# RECORDED INFORMATION start

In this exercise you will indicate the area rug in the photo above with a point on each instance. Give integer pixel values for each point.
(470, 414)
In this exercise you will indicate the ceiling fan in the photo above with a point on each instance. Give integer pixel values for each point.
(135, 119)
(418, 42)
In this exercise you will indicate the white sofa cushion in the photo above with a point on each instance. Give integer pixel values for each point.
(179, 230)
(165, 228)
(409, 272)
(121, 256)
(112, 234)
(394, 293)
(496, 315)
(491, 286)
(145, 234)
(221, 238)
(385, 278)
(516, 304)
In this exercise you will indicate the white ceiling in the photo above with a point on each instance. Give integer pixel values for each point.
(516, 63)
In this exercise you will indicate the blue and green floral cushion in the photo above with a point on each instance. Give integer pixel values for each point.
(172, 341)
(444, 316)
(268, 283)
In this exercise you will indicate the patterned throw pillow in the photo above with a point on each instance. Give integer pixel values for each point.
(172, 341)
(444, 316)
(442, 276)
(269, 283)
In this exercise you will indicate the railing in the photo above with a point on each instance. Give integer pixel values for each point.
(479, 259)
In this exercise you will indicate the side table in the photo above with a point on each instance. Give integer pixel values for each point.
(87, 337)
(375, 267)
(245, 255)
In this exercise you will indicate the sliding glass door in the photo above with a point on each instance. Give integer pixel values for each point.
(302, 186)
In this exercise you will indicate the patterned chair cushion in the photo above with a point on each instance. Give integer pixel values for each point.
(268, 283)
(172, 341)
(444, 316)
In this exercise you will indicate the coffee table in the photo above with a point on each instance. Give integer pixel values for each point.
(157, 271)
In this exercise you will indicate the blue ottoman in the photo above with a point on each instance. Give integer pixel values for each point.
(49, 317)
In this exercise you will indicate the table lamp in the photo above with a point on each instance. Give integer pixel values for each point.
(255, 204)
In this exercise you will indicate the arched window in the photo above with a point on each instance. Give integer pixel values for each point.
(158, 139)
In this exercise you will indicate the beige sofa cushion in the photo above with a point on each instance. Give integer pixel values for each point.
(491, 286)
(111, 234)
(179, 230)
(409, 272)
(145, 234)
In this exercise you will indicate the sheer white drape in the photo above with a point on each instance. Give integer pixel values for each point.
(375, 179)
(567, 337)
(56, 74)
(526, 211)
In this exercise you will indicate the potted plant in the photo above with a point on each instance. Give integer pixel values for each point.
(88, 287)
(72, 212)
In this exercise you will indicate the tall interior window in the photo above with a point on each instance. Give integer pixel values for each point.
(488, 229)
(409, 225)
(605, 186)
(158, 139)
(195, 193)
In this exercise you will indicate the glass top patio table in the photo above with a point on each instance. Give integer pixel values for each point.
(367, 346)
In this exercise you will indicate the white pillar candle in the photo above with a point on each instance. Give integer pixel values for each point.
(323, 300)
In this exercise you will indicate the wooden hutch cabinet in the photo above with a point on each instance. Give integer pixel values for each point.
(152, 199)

# RECORDED INFORMATION end

OBJECTIVE:
Your task is to print all of the records exactly.

EXERCISE RESULT:
In this exercise you will indicate the area rug in the photo above with a point on each instance. Give integer pixel values for each point.
(470, 414)
In this exercise you will indicate the ceiling fan in the photo above with a point on each instance. Give integer pixel values for each point.
(135, 119)
(418, 42)
In this exercise you will indicate the white sofa cushion in the photo above with a point on each instance. Give integer pixel values for each point.
(179, 230)
(165, 228)
(409, 272)
(121, 256)
(112, 234)
(394, 293)
(496, 315)
(491, 286)
(145, 234)
(221, 238)
(385, 278)
(516, 304)
In this exercise you will indicate the white ceiling in the photo above with a point on each instance. Give integer pixel values for each point.
(516, 63)
In this exercise you will indicate the blue and green floral cushion in the photo above with a point on each instance. Give integer pixel values for each point.
(172, 341)
(444, 316)
(268, 283)
In this exercise you will indicate the patterned throw pillow in the photo above with a point on each instance. Give integer pixel values for each point.
(172, 341)
(444, 316)
(442, 276)
(269, 283)
In this exercise you will indicate the railing in the photo above with a point on each instance. Give integer pixel values for each point.
(479, 259)
In this exercise you will indicate the side table in the photo above with a point on each instance. Give integer pixel values for each point.
(87, 337)
(375, 267)
(245, 255)
In this exercise you will indicate the sliding glass door in the photo above with a point on each instance. Give integer pixel values for each point.
(302, 186)
In this exercise you will indicate the patterned chair cushion in the photo above with a point on each instance. Give integer pixel values for each point.
(268, 283)
(172, 341)
(444, 316)
In this exercise you will indicate the coffee table in the photo above with a point on each instance. Give integer pixel values for each point.
(157, 271)
In this exercise you will indicate the blue ottoman in the photo above with a point on each instance. Give integer pixel values for each point.
(49, 317)
In this exercise you will indicate the table lamp in the photo above with a point on each instance. Give integer pixel values for each point.
(255, 204)
In this exercise you will indicate the arched window in the photo above with a point on each instance. Give integer pixel values for each point.
(158, 139)
In this exercise you will indicate the beige sofa cushion in the photo above with a point on each instance. Give integer pixel values for each point.
(491, 286)
(111, 234)
(179, 230)
(409, 272)
(145, 234)
In this exercise you will indicate the sheer white drape in the photo above with a point on each instance. Give integer pixel values for each point.
(375, 179)
(567, 337)
(56, 74)
(526, 211)
In this exercise you will indicate the potted plant in the photo above with a point on each instance. Give integer pixel values for each point.
(88, 287)
(72, 212)
In this exercise you will indicate the tall interior window in the photo above with a point on each instance. Give integer pixel values for each point.
(488, 229)
(409, 225)
(605, 186)
(158, 139)
(195, 193)
In this exercise you will indicate the glass top patio table in the photo above with a point on each instance. Give integer pixel values for each point.
(367, 346)
In this exercise you will indicate the white pillar candle in the photo above with a point on each instance. Give integer pixel values for each point.
(323, 300)
In this exercise you will indicate the wooden hutch cabinet in the photo above with a point on each instance. Give integer pixel values for each point.
(152, 199)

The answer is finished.